Data section:
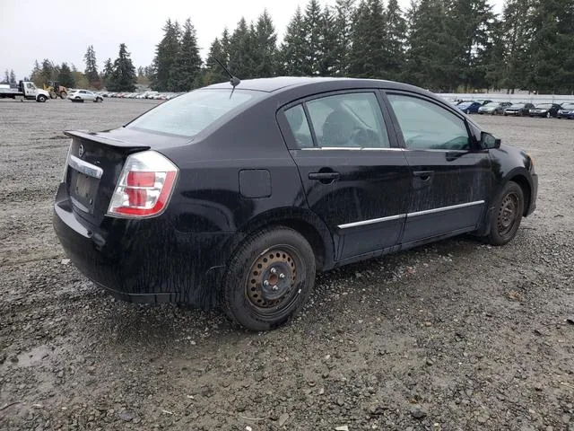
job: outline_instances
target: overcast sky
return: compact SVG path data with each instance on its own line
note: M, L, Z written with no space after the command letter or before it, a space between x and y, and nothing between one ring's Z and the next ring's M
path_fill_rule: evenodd
M98 67L127 45L135 66L148 66L168 18L187 17L197 31L202 55L224 27L232 31L244 16L256 20L266 8L281 38L297 5L308 0L0 0L0 72L29 76L34 60L73 63L83 71L83 55L93 45ZM495 12L503 0L491 0ZM334 4L335 0L320 0ZM410 0L399 0L404 10ZM2 79L2 78L0 78Z

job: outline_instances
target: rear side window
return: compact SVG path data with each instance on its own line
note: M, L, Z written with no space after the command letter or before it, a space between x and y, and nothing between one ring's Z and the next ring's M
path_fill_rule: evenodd
M389 94L407 148L466 150L470 147L465 122L439 105L416 97Z
M300 148L310 148L313 146L313 136L309 128L305 110L301 105L296 105L285 110L285 117L293 132L295 142Z
M157 133L193 136L223 115L239 110L260 97L257 92L235 90L196 90L182 94L146 112L127 125Z

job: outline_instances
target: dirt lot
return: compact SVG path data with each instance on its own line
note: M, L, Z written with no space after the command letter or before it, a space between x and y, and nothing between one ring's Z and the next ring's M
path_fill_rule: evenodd
M147 101L0 101L0 428L574 430L574 121L474 117L527 149L538 209L317 279L291 324L119 303L51 225L68 140Z

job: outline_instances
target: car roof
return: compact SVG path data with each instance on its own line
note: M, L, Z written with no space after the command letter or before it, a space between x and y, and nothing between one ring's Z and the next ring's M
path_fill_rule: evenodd
M361 79L361 78L334 78L334 77L310 77L310 76L278 76L275 78L246 79L237 86L238 90L255 90L265 92L274 92L287 88L312 86L320 84L340 84L342 88L361 88L363 87L385 87L393 89L416 90L419 92L421 88L406 84L396 83L394 81L384 81L380 79ZM209 85L204 88L229 89L230 83L220 83Z

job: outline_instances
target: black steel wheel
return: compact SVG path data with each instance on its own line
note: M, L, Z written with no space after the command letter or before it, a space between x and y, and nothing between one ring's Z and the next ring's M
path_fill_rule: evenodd
M287 227L263 230L239 246L228 266L222 306L251 330L285 323L305 303L315 284L315 256L307 240Z
M489 242L503 245L517 234L524 213L524 192L518 184L509 181L499 194L491 219Z

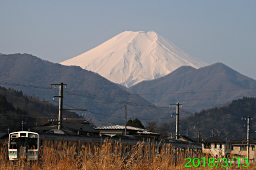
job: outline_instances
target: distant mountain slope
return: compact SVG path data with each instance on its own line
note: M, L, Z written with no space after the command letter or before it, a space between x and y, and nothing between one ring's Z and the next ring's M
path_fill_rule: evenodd
M255 96L256 80L216 63L198 69L182 66L164 77L135 85L128 90L140 94L156 106L180 103L187 109L198 111L243 96Z
M230 103L222 107L218 107L203 110L196 114L180 118L180 129L189 129L190 136L198 136L198 131L201 138L209 138L212 135L211 131L213 130L214 136L219 136L223 139L237 139L246 138L246 128L242 128L247 123L247 118L241 120L242 117L250 116L251 138L255 138L254 131L256 128L255 117L256 116L256 99L255 97L243 97L234 100ZM170 123L172 129L175 129L175 123ZM193 127L195 126L195 129ZM211 131L210 131L211 130ZM218 133L220 132L220 134ZM180 131L185 134L185 132Z
M24 95L22 91L0 87L0 132L21 131L48 122L48 119L58 118L58 106L45 101L40 100L35 95ZM65 117L79 118L74 113L68 112Z
M127 87L165 76L182 66L207 65L154 31L125 31L61 64L80 66Z
M121 108L125 103L131 110L127 110L129 118L166 117L164 114L160 117L156 114L160 112L152 110L156 107L140 96L131 94L97 73L78 66L52 63L28 54L0 55L1 86L13 87L24 94L35 94L51 101L53 96L59 96L59 86L54 90L50 89L50 85L60 82L67 85L63 90L63 106L89 110L90 112L84 113L97 123L124 124L124 111ZM58 104L58 97L55 98L54 103Z

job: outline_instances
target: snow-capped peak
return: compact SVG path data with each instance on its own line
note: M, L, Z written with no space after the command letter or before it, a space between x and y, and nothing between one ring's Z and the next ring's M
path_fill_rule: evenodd
M60 64L80 66L127 87L165 76L182 66L208 65L154 31L125 31Z

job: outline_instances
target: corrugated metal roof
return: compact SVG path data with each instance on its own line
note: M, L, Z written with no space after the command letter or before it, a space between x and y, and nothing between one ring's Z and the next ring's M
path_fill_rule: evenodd
M218 138L218 136L214 136L207 139L204 141L205 143L226 143L225 141Z
M160 135L159 133L151 132L148 131L138 132L137 134Z
M119 125L102 126L102 127L99 127L95 128L95 130L98 130L98 131L99 130L124 130L124 129L125 129L124 125ZM126 126L126 130L137 131L148 131L147 129L134 127L129 126L129 125Z

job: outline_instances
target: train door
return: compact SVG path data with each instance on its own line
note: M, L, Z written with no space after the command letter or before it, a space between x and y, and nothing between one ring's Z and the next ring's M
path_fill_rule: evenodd
M20 134L21 136L22 134ZM26 157L28 153L28 138L20 137L17 141L17 152L19 157Z

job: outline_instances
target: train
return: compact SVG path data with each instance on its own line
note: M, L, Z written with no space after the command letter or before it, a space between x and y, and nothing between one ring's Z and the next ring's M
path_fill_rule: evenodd
M9 134L8 157L9 160L12 161L18 160L20 157L26 159L28 160L37 160L42 146L57 148L60 146L72 146L77 155L81 155L84 153L85 148L100 148L106 140L112 143L111 145L116 143L116 142L122 144L122 152L124 155L130 152L134 146L142 141L136 139L129 139L127 136L125 138L109 138L19 131ZM168 141L143 142L145 143L144 145L148 144L151 146L154 145L156 152L158 153L161 152L163 144L170 144L175 152L188 150L192 154L193 152L196 153L202 150L202 145L196 143L170 142Z

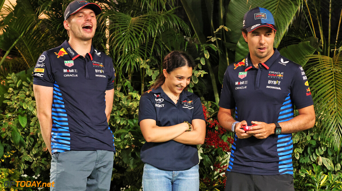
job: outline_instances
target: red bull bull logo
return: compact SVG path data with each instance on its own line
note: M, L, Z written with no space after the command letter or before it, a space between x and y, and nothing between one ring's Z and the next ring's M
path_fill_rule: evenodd
M58 53L55 52L55 54L56 54L56 55L57 55L57 58L59 58L61 56L63 56L64 54L68 54L65 51L65 50L63 48L62 48L60 50L60 51L58 52Z
M245 59L244 59L244 60L242 60L242 61L241 61L241 62L239 62L237 64L234 64L234 66L235 66L235 67L234 68L234 69L236 69L239 66L244 66L245 65Z

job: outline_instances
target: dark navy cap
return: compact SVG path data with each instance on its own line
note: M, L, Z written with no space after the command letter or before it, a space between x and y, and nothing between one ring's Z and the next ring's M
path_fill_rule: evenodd
M245 14L242 24L242 28L246 29L248 33L263 26L268 27L277 31L272 13L266 9L258 7L251 9Z
M81 9L84 7L90 8L94 11L95 15L101 13L102 10L97 5L93 3L89 3L84 0L75 0L69 4L64 11L64 20L66 20L70 15L76 13Z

What is required: Pull out every line in the listing above that contains the string "target", and copy each one in full.

Exercise output:
target: overcast sky
target: rear side window
target: dirt lot
target: car roof
target: black steel wheel
target: distant mountain slope
target: snow-capped peak
target: corrugated metal roof
target: train door
target: train
target: red bull bull logo
target: dark navy cap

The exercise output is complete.